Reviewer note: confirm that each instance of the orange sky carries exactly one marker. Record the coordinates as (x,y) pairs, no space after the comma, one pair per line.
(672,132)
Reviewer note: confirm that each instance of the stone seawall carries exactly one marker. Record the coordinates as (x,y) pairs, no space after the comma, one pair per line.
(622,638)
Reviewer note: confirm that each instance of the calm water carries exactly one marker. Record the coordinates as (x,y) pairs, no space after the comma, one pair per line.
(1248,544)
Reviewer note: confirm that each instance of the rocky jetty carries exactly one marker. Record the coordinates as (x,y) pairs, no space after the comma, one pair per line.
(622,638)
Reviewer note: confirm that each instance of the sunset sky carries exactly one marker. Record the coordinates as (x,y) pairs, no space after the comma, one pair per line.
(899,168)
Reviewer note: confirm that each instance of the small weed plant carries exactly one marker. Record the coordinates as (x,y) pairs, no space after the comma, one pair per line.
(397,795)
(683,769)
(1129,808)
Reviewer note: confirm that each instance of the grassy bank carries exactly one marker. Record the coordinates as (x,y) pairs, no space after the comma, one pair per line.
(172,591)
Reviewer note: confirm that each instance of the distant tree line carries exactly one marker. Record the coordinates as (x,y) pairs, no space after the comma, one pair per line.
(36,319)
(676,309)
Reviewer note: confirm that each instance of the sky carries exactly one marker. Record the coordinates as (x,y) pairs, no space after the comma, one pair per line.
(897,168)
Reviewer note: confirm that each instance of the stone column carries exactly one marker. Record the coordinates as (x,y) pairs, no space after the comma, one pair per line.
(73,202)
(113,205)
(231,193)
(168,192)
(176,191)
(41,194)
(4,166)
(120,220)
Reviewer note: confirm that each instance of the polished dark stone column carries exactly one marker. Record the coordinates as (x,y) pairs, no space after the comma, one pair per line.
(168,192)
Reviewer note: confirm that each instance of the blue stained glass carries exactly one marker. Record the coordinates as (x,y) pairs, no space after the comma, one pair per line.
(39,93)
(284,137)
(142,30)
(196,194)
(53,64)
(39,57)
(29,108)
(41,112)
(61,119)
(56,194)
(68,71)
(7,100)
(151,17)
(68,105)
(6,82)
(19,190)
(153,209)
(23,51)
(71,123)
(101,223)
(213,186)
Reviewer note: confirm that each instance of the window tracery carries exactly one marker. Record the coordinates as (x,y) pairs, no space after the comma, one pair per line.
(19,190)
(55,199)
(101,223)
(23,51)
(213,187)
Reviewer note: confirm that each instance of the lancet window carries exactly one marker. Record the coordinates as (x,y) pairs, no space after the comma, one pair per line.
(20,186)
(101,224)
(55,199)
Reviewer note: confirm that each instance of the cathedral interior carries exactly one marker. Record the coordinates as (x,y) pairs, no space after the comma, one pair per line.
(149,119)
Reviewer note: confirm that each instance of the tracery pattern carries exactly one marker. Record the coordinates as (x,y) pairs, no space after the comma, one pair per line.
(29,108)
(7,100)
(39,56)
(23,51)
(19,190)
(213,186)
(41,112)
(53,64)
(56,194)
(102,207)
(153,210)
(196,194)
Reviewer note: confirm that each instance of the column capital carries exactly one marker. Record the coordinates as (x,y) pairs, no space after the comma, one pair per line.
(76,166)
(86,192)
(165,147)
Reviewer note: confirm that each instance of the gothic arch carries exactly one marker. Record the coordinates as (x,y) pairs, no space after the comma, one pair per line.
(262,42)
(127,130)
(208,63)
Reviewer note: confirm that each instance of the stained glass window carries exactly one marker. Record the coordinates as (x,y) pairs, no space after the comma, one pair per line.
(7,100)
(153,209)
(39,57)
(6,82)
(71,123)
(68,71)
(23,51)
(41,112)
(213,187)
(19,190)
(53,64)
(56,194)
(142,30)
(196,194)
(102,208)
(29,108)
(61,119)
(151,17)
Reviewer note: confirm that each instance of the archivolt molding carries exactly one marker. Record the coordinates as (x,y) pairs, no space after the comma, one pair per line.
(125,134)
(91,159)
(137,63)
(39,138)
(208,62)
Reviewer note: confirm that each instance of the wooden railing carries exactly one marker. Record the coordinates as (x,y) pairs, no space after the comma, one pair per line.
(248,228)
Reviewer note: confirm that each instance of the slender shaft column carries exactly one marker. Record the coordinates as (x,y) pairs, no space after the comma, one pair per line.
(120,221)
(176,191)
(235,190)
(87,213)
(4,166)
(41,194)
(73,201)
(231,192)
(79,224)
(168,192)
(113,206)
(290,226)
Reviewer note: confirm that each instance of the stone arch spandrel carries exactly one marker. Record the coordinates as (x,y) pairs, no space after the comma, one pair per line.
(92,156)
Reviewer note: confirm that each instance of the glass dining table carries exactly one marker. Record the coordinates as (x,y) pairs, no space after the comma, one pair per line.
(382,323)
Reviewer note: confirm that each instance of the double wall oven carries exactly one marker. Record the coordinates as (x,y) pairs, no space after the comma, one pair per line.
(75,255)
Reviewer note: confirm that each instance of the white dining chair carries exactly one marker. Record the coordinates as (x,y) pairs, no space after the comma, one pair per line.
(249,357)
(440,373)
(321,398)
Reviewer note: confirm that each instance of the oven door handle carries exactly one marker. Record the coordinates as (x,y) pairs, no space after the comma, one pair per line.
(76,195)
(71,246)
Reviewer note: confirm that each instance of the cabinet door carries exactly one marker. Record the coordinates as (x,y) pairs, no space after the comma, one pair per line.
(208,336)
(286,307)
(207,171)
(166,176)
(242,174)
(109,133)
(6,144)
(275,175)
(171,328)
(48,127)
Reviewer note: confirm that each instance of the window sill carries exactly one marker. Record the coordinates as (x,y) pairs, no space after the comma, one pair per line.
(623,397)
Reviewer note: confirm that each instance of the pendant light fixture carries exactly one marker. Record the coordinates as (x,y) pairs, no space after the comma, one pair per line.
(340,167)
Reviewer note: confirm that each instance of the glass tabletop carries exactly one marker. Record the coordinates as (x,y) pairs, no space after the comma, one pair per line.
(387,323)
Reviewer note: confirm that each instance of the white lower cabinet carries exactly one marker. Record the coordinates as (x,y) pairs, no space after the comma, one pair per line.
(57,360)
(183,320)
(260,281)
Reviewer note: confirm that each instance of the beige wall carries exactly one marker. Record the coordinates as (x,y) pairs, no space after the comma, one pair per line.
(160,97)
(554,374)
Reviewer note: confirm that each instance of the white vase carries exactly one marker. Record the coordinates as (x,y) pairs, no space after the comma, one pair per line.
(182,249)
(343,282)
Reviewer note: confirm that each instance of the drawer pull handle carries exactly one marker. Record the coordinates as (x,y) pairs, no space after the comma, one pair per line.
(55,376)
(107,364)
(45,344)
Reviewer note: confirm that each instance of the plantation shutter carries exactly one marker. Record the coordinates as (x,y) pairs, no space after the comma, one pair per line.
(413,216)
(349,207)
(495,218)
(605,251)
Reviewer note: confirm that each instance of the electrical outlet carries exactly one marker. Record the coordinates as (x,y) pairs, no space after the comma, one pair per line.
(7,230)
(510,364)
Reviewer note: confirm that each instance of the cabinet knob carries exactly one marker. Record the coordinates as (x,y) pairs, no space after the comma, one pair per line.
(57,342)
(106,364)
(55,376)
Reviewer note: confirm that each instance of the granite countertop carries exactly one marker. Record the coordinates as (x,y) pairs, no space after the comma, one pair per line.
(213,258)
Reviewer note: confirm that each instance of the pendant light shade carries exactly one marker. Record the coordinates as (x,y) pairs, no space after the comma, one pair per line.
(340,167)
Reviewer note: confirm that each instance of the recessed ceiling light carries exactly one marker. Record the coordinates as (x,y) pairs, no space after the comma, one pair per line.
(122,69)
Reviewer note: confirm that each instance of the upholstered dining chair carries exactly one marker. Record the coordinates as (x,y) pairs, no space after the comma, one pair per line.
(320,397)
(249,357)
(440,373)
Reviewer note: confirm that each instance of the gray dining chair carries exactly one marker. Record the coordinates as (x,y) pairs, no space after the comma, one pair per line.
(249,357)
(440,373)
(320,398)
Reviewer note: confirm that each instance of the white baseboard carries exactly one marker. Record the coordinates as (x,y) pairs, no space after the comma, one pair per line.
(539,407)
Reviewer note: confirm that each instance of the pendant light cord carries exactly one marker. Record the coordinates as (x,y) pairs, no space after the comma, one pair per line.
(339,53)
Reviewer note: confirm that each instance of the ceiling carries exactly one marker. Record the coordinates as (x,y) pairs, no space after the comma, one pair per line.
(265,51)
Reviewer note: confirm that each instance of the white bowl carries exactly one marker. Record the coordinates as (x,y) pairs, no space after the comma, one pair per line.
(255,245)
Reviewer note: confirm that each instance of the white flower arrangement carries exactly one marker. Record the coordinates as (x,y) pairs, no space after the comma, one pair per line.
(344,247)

▶ TASK TO CARRY OUT
The line containing "Reviewer note: confirm that each instance of the gray" marks the start; retype it and each line after it through the end of the records above, exactly.

▶ CORRECT ANSWER
Reviewer note: confirm that each instance of the gray dining chair carries exactly one marker. Record the coordinates as (x,y) pairs, no space after the comma, one pair per line.
(249,357)
(440,373)
(320,398)
Reviewer note: confirm that each instance of the white baseboard carries exactly one marker. Record the coordinates as (x,y) pairs, no space after the comma, one pair per line.
(539,407)
Reviewer note: confirm that each instance of the pendant light cord carries exactly one marker. Record the coordinates as (x,y) pairs, no space after the comma, one pair per line.
(339,53)
Reviewer note: confirm that each instance of the ceiling carries exactly one marker. Record the coordinates as (x,y) pairs, no space after the comma, one pair per line.
(265,51)
Reviewer note: confirm that each instance of the white bowl carries exactly one marker. Record the coordinates as (x,y) pairs, no space after the comma, one pair per line.
(255,245)
Reviewer note: confirm that each instance of the white flower arrangement carries exactly one marker. Record the coordinates as (x,y) pairs, no space after the comma, one pair per line.
(344,247)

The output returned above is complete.